Location identification entries

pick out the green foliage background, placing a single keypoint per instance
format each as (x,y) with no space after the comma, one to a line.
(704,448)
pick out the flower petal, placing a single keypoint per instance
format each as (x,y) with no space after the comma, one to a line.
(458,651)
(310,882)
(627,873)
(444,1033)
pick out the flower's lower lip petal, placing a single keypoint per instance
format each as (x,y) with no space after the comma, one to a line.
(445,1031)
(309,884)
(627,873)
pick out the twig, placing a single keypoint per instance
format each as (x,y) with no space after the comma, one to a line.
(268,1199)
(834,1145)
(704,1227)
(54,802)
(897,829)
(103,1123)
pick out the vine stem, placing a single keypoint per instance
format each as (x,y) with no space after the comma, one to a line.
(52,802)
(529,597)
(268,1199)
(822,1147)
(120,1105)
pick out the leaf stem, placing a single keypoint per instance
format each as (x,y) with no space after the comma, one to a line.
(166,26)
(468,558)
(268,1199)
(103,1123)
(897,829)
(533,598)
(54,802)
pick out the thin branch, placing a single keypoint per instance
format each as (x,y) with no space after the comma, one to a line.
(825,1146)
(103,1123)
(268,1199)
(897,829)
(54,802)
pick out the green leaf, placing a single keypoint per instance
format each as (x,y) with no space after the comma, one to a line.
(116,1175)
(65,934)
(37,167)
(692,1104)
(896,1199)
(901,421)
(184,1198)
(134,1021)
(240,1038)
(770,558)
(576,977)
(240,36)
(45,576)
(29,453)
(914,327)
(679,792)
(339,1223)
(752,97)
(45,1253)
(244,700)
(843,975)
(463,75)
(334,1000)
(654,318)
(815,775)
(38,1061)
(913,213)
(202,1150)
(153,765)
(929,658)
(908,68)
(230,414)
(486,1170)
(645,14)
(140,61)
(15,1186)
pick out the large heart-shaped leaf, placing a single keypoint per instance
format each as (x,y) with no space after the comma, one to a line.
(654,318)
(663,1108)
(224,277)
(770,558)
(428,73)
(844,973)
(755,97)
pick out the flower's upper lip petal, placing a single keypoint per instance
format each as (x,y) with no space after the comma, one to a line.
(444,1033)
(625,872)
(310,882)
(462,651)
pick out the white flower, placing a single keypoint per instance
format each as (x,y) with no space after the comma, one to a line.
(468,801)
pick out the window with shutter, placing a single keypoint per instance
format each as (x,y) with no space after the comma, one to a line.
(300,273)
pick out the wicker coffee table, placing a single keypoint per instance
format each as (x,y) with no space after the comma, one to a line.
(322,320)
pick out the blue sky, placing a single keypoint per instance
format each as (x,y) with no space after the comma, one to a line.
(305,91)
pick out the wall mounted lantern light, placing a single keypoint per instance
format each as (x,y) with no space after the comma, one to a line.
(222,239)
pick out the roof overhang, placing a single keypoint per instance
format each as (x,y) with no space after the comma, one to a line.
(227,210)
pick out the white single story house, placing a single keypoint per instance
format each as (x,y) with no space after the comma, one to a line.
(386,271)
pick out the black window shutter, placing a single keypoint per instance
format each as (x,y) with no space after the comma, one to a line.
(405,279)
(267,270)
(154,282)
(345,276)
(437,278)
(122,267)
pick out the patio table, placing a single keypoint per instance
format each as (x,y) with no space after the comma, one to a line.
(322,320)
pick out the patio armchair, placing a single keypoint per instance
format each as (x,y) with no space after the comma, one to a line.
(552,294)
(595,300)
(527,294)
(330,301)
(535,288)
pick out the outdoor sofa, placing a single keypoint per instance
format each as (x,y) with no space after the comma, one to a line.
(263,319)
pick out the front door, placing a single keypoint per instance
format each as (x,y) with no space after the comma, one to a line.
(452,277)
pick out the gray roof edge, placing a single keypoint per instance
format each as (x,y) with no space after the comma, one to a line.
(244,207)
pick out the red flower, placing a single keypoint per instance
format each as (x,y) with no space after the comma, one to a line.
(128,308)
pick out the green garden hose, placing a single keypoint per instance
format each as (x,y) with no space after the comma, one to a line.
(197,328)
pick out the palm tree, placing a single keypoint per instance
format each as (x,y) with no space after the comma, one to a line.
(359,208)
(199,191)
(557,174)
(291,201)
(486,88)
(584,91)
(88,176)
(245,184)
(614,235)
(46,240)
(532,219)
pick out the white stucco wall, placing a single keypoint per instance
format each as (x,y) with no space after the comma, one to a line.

EXERCISE GOAL » Copy every record above exactly as it appears.

WRITTEN REPLY »
pick out the green foliage background, placing a single keypoint per instance
format each as (x,y) with no space after the comma, one to a line.
(704,448)
pick out the flower petal, placing a single keypoint per instance
format each as (x,y) with no space after the comma, one to a line.
(458,651)
(310,882)
(627,873)
(444,1033)
pick out the flower's lower lip petal, placing a single keypoint per instance
format each as (x,y) with no space after the comma, one to a line.
(445,1031)
(309,884)
(627,873)
pick out the twig, placing a single keypoint per instance
format each as (x,y) with no space after the comma, one to a line.
(268,1199)
(834,1145)
(704,1227)
(54,802)
(897,829)
(103,1123)
pick out the vine stem, placing a single keypoint per instance
format each as (x,y) with no space after the comma, one to a line.
(52,802)
(529,597)
(268,1199)
(822,1147)
(120,1105)
pick out the leaf stem, placing a single keypoint per instance
format each as (x,y) with no space after the comma, one to a line.
(166,26)
(468,558)
(268,1199)
(103,1123)
(897,829)
(533,598)
(54,802)
pick out the thin branch, placing a single keypoint per instance
format each as (x,y) with no space after the comma, one to a line.
(825,1146)
(103,1123)
(268,1199)
(897,829)
(54,802)
pick out the green leaf, placing a single keypoint per instance
format each as (x,y) with no space after the comma, one to a line.
(116,1175)
(65,934)
(37,167)
(692,1104)
(896,1199)
(901,421)
(184,1198)
(134,1021)
(240,1038)
(770,558)
(576,977)
(240,36)
(45,576)
(29,453)
(914,327)
(679,792)
(339,1223)
(752,97)
(45,1253)
(244,700)
(843,975)
(463,75)
(334,1000)
(654,318)
(815,775)
(38,1061)
(913,213)
(202,1150)
(153,765)
(929,658)
(908,68)
(230,414)
(486,1170)
(645,14)
(140,61)
(15,1186)
pick out the large heart-shaped leaf, placing a single keypoint per instance
format each as (x,y) with no space after the comma, one to a line.
(654,318)
(663,1108)
(224,277)
(770,558)
(428,73)
(844,973)
(755,97)
pick out the flower's upper lip petal, placing a single keypoint per instance
format each as (x,y) with no space after the comma, one to a line.
(444,1033)
(625,872)
(310,882)
(462,651)
pick out the white flower, placing a single keypoint per instance
format each as (x,y) with no space after the comma, one to a line.
(468,801)
pick out the window with shutter, placing a single keypoint per instance
format each as (x,y) with no space after the comma, one to a line.
(300,273)
pick out the wicker coffee table, placing a single keypoint per instance
format each as (x,y) with no space after the comma, one to a line.
(322,320)
pick out the blue sky, placing a single keypoint per instance
format each as (x,y) with no space after the comma, one to a line.
(305,91)
pick out the wall mounted lantern light, placing a single keypoint per instance
format each as (x,y) with no space after the comma, one to a line.
(222,239)
pick out the roof overhang, placing a single keypoint per instance
format each as (x,y) with no space after the comma, one to a line.
(227,210)
pick out the white single story house, placing a single keypoint per instance
format each as (x,y) with no space after the comma, one to a line.
(386,271)
pick out the black window shutter, placing a single keypoint per instance
format each as (x,y) with no space after the comma, one to a line.
(405,279)
(267,270)
(154,282)
(345,276)
(437,278)
(122,267)
pick out the patio table, placing a single keypoint per instance
format each as (x,y) with no space after the comma, one to a line.
(322,320)
pick out the patio armchair, placing a single keypoint per instance
format each as (x,y) with no space after the comma, one to a line.
(552,294)
(595,300)
(527,294)
(330,301)
(535,288)
pick out the outdoor sofa, placing a single keypoint per instance
format each as (x,y) with no space after the comma, one to a line.
(263,319)
pick out the front door, placing a single keypoint per instance
format each as (x,y) with no space after the comma, one to a line.
(452,277)
pick out the gray roof edge, placing a single keypoint per instance
format each as (x,y) with no space after the comma, one to a line.
(244,207)
pick out the red flower, placing a single keypoint per instance
format each as (x,y) with no space after the comma, one to a line.
(128,308)
pick out the green garden hose, placing a single keypoint per instance
format each as (x,y) with no space after the comma, one to a line.
(197,328)
pick out the palm tree, placing a single keypoint per instance
format each as (x,y) with no space after the comma, one to a line.
(359,208)
(199,191)
(557,174)
(291,201)
(486,88)
(584,91)
(88,176)
(245,184)
(614,235)
(46,240)
(532,219)
pick out the white stucco wall, placing a single keypoint per instance
format each as (x,y) with no space after the comma, one to a line.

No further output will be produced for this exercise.